*** Passage shown

The Cardona Era Begins at U.S. Department of Education

Vice President Kamala Harris administers the oath of office to Dr. Miguel Cardona as wife Marissa holds the Bible and son and daughter, Miguel Jr and Celine, look on.

What a thrill to watch on Facebook as Vice President Kamala Harris administered the oath of office to our own Miguel Cardona as U.S. Secretary of Education. How gracious of Vice President Harris to send warm and personal greetings to Miguel’s parents, Hector and Sarah Cardona, who were watching at home in Meriden.

Hearty congratulations to Dr. Cardona and best wishes for success in meeting the challenges of your new position. We know you will serve as an excellent representative of the nation’s students and teachers as well as the public at-large.

Dr. Cardona talked about his plans for addressing the challenges facing him when George Stephanopoulos interviewed him on ABC’s Good Morning America on his second day on the job. Click here to view the interview (after a brief ad).

When we honored Miguel as an Alma Exley Scholar in 1998, the selection committee knew that he had a bright future. And he has fulfilled our expectations again and again throughout his remarkable career in education.

Dr. Miguel Cardona

Dr. Cardona is just one of the many talented and dedicated individuals whom we have honored and who have gone on to make a difference as outstanding teachers and educational leaders. Supporters of our program over the past 25 years can feel good about playing a part in helping them to launch their careers.

Roots in Meriden

When Miguel was born, his parents lived in a public housing project in Meriden. He started school speaking Spanish. After graduating from Wilcox Technical High School in Meriden, he enrolled Central Connecticut State University with plans to become a teacher.

At Central, he was named one of the first Alma Exley Scholars. Upon graduation, he took a position as a fourth-grade teacher in his hometown of Meriden. His talent was quickly recognized, and at age 28 he became the youngest principal in the state. In 2012 he was named Connecticut’s Principal of the Year. He also served as co-chairman of a state task force examining achievement gaps and recommending remedies to the legislature.

He earned his doctorate at the University of Connecticut and was named Meriden’s assistant superintendent for teaching and learning. Then last year he became Commissioner of Education for the State of Connecticut.

******

Required actions:
- 1) In the article on Miguel Cardona, at what age did he become the youngest principal in the state?
- 2) In one to three sentences, explain why the article on Miguel Cardona says supporters of the program over the past 25 years can feel good.
- 3) Reproduce the article on Miguel Cardona word for word from "The Cardona Era" up to and including "Celine, look on.".

*** Given data

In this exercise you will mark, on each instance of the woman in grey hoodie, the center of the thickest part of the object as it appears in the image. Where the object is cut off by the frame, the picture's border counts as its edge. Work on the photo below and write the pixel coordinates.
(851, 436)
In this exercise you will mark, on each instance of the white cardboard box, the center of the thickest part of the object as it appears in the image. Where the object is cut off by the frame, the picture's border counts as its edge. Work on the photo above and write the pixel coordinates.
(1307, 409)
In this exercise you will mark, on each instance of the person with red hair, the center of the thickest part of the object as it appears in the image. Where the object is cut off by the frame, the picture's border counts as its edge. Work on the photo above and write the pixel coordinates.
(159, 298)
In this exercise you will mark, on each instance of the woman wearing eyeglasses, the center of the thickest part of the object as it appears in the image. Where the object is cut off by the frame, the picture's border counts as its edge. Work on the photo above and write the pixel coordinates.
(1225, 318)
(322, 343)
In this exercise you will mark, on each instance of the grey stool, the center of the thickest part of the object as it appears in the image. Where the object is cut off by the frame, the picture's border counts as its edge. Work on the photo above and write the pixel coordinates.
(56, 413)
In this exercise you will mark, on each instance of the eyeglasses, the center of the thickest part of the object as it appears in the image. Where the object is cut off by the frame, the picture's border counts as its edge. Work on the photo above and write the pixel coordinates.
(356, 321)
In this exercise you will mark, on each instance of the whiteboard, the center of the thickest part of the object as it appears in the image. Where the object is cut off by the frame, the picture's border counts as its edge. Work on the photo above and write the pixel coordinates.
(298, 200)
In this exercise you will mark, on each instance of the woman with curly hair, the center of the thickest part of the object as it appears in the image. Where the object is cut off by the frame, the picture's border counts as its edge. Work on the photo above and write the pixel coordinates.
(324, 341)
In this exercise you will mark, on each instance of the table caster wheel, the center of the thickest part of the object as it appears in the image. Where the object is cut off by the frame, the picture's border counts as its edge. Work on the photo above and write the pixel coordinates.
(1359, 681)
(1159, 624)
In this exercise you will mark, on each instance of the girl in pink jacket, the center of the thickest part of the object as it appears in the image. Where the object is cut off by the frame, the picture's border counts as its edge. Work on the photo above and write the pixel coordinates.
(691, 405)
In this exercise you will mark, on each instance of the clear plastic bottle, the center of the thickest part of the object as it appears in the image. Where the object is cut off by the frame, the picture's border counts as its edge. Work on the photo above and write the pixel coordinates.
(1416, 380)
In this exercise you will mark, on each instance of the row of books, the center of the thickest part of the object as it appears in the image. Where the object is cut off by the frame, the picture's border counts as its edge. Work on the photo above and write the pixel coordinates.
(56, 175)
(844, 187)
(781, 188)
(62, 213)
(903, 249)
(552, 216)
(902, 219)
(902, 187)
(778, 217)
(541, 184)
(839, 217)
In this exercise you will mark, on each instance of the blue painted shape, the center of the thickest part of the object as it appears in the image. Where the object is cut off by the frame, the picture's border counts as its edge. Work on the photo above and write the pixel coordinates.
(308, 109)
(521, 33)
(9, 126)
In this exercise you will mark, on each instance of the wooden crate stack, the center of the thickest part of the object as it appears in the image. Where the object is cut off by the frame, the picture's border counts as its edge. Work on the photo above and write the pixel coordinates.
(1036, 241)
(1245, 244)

******

Task responses:
- 1) At age 28.

- 2) They played a part in helping the people the program honored launch their careers. Those talented and dedicated honorees, Dr. Cardona among them, have gone on to make a difference as outstanding teachers and educational leaders.

- 3)
The Cardona Era Begins at U.S. Department of Education

Vice President Kamala Harris administers the oath of office to Dr. Miguel Cardona as wife Marissa holds the Bible and son and daughter, Miguel Jr and Celine, look on.